Task directions:
For the records that follow, please set down exactly the lines between the one holding "target | cookie leg" and the one holding "target | gingerbread house cookie", inclusive, and only those.

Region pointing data
──────────

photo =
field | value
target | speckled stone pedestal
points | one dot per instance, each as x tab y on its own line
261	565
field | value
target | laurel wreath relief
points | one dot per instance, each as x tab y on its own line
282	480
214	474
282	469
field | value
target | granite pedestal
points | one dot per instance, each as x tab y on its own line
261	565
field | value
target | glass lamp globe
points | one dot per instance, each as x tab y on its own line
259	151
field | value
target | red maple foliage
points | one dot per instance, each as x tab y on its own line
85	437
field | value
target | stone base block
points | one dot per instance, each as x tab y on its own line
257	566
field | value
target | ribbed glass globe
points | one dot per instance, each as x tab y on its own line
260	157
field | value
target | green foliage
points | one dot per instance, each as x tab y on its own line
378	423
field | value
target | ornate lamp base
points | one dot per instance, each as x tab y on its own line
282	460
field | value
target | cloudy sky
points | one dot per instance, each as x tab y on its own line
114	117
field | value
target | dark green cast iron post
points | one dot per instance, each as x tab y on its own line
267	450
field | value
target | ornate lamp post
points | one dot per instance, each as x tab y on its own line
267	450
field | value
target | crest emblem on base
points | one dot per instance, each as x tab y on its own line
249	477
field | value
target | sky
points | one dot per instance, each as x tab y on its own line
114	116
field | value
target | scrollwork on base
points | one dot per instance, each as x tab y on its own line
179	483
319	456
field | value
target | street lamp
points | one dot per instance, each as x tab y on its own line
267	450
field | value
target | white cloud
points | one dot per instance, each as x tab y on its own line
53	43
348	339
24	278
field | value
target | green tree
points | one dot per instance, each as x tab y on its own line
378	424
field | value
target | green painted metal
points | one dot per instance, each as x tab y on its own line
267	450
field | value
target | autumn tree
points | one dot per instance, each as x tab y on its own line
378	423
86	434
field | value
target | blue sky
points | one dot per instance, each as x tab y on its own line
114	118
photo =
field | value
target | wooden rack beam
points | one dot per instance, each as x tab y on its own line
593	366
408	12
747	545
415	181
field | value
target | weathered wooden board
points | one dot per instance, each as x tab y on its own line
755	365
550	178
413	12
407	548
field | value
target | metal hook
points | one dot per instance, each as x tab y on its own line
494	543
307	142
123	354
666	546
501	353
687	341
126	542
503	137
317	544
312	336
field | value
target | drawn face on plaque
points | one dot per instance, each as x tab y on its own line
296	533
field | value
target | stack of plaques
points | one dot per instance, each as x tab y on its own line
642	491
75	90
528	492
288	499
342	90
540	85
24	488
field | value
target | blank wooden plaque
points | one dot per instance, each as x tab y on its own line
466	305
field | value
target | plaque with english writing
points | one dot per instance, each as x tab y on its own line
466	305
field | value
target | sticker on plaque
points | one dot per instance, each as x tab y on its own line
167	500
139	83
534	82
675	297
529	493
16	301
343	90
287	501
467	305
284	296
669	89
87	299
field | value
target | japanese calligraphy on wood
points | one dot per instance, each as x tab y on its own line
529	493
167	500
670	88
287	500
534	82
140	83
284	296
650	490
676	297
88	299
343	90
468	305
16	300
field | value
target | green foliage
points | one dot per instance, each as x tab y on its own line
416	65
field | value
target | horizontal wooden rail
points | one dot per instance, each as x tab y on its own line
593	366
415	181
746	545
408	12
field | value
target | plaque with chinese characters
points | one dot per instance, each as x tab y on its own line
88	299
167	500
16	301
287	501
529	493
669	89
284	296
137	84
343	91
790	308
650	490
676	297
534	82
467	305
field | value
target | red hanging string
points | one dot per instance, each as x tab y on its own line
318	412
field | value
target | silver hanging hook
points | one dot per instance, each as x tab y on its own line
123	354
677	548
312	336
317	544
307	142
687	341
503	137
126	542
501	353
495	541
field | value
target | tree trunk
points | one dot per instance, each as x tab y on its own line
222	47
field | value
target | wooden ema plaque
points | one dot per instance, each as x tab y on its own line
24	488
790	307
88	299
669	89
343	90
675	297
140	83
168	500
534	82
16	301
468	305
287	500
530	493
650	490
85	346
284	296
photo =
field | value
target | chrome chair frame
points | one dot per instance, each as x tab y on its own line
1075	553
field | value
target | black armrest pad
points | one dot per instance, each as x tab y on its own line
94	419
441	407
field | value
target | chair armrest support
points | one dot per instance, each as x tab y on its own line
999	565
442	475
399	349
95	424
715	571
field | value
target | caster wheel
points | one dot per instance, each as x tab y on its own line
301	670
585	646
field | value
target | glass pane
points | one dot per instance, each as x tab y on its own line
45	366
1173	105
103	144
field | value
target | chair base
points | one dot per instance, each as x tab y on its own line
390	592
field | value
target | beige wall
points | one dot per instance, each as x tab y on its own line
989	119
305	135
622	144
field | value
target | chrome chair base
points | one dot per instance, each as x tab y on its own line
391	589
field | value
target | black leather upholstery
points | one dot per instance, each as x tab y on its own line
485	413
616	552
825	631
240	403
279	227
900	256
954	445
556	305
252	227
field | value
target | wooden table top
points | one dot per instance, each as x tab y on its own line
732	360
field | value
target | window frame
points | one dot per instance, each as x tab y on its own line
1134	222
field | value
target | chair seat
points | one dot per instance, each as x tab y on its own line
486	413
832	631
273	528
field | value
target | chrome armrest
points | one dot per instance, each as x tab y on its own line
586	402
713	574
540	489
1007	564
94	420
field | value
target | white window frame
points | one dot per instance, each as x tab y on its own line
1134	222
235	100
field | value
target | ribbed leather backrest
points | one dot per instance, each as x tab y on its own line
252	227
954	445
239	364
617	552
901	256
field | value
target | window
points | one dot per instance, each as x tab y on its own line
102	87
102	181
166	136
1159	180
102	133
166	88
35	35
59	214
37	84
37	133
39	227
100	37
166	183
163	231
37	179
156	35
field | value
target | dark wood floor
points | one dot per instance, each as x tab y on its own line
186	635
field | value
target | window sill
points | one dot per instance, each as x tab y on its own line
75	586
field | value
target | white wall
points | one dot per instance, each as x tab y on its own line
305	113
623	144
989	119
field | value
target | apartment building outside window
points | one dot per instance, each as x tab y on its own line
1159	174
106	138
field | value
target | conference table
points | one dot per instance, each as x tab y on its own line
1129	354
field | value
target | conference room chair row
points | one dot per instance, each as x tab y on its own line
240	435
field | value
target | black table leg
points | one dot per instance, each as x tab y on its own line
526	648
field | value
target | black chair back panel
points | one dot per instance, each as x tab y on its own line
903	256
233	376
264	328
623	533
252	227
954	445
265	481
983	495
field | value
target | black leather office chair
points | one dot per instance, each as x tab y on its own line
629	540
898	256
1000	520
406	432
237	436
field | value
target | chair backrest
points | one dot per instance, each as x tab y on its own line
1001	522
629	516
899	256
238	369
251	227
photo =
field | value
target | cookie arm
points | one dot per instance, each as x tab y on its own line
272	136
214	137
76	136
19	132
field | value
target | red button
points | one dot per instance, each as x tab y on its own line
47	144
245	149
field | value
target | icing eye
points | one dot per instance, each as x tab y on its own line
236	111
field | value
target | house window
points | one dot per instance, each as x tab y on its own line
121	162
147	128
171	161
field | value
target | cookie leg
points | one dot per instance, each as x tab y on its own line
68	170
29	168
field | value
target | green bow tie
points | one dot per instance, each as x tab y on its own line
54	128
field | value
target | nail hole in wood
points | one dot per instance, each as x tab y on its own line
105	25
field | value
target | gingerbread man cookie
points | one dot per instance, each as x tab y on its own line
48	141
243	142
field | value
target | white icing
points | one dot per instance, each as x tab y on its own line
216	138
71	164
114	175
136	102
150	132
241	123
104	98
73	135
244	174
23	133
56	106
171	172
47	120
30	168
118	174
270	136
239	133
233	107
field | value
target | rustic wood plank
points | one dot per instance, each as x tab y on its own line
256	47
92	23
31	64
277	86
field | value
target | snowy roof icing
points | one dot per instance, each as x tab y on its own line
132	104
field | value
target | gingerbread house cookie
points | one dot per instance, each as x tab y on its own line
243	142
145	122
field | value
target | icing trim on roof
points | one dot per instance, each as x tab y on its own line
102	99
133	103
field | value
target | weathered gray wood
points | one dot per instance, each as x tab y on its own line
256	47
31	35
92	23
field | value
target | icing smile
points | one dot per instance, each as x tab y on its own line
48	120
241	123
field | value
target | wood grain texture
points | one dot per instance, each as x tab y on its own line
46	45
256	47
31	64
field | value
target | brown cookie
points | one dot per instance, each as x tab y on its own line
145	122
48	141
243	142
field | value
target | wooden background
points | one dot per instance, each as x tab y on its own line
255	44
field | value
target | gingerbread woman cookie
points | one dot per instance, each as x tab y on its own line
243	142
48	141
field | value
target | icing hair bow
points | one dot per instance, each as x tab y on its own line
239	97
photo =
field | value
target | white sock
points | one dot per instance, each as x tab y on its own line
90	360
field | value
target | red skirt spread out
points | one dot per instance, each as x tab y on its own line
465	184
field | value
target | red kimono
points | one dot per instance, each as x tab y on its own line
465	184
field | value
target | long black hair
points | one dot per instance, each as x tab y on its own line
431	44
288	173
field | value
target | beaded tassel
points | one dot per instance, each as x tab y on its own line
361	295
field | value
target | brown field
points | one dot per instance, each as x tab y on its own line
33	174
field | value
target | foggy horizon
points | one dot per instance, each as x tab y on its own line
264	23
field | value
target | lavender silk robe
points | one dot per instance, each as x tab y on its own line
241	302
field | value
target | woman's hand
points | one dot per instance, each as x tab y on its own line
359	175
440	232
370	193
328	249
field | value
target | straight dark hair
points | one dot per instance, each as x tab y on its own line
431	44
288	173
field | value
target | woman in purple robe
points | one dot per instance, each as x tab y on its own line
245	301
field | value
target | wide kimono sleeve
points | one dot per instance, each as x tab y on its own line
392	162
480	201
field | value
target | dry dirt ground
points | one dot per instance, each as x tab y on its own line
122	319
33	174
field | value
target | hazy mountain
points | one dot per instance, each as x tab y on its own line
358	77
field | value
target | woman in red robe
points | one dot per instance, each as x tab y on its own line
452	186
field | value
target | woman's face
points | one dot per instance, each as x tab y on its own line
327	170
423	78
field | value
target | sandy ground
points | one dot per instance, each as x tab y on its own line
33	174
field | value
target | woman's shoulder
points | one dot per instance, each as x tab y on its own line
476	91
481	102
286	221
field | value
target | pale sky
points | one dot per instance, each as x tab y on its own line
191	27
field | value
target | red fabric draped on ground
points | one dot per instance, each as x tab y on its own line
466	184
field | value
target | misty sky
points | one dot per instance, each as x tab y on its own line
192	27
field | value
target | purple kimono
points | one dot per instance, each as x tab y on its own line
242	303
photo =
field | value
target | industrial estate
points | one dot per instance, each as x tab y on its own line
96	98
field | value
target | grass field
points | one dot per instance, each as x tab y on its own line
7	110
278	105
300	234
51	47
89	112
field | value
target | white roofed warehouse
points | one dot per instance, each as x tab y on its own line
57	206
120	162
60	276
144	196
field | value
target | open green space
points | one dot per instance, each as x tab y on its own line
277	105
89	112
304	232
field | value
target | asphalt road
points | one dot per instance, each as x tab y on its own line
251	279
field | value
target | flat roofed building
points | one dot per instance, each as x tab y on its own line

──────────

Response area:
target | cookie leg
points | one dot per instance, each as x tab y on its own line
68	170
29	168
field | value
target | green bow tie
points | one dot per instance, each as x tab y on its own line
54	128
field | value
target | nail hole in wood
points | one dot per instance, each as x tab y on its own line
105	25
field | value
target | gingerbread man cookie
points | one dot per instance, each as x tab y on its own line
48	141
243	142
field | value
target | white icing
points | one dot per instance, each as x tab y on its own line
216	138
71	164
114	175
136	102
150	132
241	123
104	98
73	135
244	174
23	133
56	106
171	172
47	120
30	168
118	174
270	136
239	133
233	107
field | value
target | rustic wood plank
points | one dot per instance, each as x tab y on its own line
256	47
92	23
31	64
277	86
field | value
target | snowy roof icing
points | one dot per instance, each as x tab y on its own line
132	104
field | value
target | gingerbread house cookie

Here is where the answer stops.